───── Texto da página
Porvir – Qual foi o resultado?

Peter Karlberg – No grupo que usou ferramentas digitais, a diferença entre meninos e meninas desapareceu. Muitos, especialmente aqueles que tinham algum tipo de dificuldade em leitura, escrita e pensamento, melhoraram e foram melhores do que o grupo que teve ensino tradicional. O pior grupo foi o que usou dispositivos digitais não alinhados à parte pedagógica. Eles pontuaram o mais baixo no teste nacional que temos no terceiro ano. Portanto, isso é feito para crianças pequenas que estão realmente aprendendo a ler e escrever e fazer matemática com professores. 

Porvir – Em outras palavras, você está nos dizendo que, se a tecnologia não for seguida por uma mudança no ensino, não há como a tecnologia desempenhar um papel importante na aprendizagem, certo?

Peter Karlberg – Exatamente. A principal razão para usar ferramentas digitais nas escolas e materiais digitais é que isso contribuirá para a competência digital dos alunos. E isso é muito importante por razões democráticas. Eles precisam ser capazes de saber como verificar se isso é feito para que possam usar ou se está correto, partindo do que chamamos de pensamento crítico. Como benefício, você também obtém a ideia de qual competência precisará no futuro.

Porvir – Poderia exemplificar?

Peter Karlberg – A Suécia, talvez, seja extrema nesse sentido. Aqui ninguém mais usa dinheiro em espécie, e sim pagamentos digitais. Temos esse serviço no qual você pode enviar dinheiro imediatamente de um telefone para outro, fazer coisas assim. Se você quiser viajar, dificilmente encontrará uma agência de viagens na rua. Você vai para um site e compra suas férias. É possível fazer digitalmente quase tudo. Isso mostra, ao menos na minha opinião, que o futuro será mais digital do que algumas pessoas disseram. A única coisa de que podemos ter certeza sobre o futuro é que será mais digital do que agora.

Porvir – E qual o impacto que chegará à escola?
──────────
───── Dados fornecidos
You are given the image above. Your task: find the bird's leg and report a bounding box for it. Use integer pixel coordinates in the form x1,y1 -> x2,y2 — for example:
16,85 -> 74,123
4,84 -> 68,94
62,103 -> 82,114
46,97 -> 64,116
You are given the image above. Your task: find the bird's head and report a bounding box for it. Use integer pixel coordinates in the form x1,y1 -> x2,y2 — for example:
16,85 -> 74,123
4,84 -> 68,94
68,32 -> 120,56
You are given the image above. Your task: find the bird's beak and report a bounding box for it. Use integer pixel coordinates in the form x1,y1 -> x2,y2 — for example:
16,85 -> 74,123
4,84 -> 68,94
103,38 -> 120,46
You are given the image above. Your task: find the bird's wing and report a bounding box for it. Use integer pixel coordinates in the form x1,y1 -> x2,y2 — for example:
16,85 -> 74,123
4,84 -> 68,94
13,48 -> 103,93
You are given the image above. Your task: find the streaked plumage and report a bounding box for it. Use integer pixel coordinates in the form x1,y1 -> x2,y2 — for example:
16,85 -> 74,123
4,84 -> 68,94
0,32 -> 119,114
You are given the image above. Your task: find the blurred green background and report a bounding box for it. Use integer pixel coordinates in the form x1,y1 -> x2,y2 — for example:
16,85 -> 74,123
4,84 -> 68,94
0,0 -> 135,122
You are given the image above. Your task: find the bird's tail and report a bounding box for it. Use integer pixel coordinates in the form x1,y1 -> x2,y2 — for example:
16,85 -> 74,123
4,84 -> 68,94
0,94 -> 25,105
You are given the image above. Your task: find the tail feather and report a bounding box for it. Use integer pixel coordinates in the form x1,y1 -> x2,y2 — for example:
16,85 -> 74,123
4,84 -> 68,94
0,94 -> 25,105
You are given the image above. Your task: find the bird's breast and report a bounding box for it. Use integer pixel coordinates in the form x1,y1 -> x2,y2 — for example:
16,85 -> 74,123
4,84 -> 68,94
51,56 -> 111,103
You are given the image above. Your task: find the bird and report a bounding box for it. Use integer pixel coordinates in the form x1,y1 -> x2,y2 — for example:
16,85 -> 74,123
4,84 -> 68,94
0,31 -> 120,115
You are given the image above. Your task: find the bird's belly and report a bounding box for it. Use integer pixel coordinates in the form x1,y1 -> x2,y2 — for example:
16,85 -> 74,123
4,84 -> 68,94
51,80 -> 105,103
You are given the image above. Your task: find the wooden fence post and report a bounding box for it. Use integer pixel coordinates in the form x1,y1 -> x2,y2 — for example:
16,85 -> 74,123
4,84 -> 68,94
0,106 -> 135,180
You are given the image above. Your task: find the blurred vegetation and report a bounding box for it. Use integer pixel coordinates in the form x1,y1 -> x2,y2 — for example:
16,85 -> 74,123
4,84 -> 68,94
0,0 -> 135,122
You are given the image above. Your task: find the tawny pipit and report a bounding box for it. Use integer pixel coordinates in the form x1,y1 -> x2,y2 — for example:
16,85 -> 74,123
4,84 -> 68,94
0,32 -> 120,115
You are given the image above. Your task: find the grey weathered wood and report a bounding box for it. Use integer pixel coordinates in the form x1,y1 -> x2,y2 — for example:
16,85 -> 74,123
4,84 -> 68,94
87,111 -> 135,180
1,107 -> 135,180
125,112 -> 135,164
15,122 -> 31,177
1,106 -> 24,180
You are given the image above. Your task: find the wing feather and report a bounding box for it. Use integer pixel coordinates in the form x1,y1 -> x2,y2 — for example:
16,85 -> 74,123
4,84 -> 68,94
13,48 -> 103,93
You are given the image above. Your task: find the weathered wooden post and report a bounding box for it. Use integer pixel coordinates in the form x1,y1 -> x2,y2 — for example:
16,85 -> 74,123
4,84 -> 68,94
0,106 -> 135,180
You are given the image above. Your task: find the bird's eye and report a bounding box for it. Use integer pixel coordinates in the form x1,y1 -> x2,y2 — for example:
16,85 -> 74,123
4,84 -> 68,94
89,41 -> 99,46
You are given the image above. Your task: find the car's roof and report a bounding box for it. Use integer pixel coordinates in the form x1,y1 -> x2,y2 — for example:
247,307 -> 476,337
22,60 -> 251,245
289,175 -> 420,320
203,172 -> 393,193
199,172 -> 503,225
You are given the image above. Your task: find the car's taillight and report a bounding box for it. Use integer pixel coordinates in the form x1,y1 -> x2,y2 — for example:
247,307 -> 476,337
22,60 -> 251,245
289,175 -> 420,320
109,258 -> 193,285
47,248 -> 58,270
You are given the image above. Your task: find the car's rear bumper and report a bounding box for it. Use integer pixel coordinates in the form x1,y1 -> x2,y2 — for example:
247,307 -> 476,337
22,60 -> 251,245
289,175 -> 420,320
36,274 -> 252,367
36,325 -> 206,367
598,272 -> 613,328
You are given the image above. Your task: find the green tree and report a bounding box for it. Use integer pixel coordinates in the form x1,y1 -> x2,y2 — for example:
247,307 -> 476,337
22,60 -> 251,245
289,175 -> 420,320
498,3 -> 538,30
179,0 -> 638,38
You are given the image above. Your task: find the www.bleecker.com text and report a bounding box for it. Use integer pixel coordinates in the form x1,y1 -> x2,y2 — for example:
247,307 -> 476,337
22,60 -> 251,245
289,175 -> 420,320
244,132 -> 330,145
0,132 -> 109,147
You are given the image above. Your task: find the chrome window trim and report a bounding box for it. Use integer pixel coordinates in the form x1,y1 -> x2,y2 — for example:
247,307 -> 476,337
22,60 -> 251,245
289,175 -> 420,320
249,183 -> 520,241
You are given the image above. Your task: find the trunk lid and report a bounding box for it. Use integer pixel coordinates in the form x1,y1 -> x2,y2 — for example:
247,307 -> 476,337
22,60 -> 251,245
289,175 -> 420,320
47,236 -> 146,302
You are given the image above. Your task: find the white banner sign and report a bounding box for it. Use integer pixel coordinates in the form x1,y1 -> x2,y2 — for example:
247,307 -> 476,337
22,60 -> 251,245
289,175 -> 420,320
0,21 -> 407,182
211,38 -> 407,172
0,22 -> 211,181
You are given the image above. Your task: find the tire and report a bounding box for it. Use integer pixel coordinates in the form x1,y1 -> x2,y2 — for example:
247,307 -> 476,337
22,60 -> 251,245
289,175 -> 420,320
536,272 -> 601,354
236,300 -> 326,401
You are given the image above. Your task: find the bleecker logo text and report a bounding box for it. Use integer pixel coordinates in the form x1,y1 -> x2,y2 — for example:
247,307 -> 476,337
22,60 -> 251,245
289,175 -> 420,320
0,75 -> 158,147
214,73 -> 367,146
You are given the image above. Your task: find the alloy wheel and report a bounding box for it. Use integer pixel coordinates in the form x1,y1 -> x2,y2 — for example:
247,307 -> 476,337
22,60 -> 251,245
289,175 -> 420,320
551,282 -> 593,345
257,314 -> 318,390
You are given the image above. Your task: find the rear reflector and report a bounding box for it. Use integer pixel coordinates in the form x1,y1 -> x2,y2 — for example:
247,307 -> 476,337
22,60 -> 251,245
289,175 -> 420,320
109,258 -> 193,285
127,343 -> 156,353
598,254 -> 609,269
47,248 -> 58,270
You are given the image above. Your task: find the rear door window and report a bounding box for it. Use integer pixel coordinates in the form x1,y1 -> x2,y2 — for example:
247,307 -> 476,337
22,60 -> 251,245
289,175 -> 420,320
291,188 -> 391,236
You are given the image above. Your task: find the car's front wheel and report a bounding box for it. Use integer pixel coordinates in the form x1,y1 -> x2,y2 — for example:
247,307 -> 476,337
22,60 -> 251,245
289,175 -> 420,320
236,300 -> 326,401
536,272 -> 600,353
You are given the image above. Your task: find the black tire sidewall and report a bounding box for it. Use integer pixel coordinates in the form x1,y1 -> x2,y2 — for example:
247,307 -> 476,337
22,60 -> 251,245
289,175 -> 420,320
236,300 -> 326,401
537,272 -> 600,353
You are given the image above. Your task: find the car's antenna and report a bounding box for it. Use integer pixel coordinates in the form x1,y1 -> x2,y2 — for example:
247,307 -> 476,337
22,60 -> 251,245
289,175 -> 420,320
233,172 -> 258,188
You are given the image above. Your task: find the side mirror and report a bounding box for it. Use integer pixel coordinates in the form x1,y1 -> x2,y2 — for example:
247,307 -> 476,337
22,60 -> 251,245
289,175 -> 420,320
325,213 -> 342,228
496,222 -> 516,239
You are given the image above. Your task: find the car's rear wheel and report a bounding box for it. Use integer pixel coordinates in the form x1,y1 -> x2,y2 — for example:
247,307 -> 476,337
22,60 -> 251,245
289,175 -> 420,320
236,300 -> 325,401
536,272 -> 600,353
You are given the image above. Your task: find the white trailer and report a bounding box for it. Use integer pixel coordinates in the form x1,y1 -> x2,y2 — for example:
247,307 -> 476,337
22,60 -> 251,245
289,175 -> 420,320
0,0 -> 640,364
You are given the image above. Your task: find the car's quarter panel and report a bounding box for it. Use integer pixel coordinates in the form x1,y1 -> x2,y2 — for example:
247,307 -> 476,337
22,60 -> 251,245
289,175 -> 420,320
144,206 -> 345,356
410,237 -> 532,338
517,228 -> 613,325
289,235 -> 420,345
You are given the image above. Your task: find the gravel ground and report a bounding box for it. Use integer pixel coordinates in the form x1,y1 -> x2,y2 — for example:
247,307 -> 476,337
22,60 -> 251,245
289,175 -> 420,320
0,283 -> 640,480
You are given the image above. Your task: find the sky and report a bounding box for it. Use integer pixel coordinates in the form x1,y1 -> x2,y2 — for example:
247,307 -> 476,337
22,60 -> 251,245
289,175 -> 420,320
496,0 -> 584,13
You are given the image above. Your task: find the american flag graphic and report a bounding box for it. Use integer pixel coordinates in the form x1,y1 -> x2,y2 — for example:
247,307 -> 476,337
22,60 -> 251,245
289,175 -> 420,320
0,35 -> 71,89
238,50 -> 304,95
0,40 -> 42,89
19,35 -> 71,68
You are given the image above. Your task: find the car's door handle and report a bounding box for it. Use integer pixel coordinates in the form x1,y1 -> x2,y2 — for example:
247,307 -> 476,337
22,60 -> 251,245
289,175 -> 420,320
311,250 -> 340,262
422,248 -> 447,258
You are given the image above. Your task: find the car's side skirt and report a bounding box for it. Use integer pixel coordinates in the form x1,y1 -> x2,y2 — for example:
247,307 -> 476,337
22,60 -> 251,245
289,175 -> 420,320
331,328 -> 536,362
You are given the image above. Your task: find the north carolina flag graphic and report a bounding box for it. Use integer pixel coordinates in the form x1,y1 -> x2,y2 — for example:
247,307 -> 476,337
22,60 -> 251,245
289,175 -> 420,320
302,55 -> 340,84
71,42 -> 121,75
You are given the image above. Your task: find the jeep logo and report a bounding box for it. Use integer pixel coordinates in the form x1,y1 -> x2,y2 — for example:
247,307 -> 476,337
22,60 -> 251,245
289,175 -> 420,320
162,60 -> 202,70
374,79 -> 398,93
──────────
■ Objetivos ■
[1] Na entrevista, qual grupo teve a pontuação mais baixa no teste nacional do terceiro ano?
[2] Transcreva o trecho da entrevista que começa em "Porvir – Qual" e vai até "na aprendizagem, certo?".
As linhas não têm relação com a entrevista.

■ Resultados por tarefa ■
[1] O grupo que usou dispositivos digitais não alinhados à parte pedagógica.

[2]
Porvir – Qual foi o resultado?

Peter Karlberg – No grupo que usou ferramentas digitais, a diferença entre meninos e meninas desapareceu. Muitos, especialmente aqueles que tinham algum tipo de dificuldade em leitura, escrita e pensamento, melhoraram e foram melhores do que o grupo que teve ensino tradicional. O pior grupo foi o que usou dispositivos digitais não alinhados à parte pedagógica. Eles pontuaram o mais baixo no teste nacional que temos no terceiro ano. Portanto, isso é feito para crianças pequenas que estão realmente aprendendo a ler e escrever e fazer matemática com professores. 

Porvir – Em outras palavras, você está nos dizendo que, se a tecnologia não for seguida por uma mudança no ensino, não há como a tecnologia desempenhar um papel importante na aprendizagem, certo?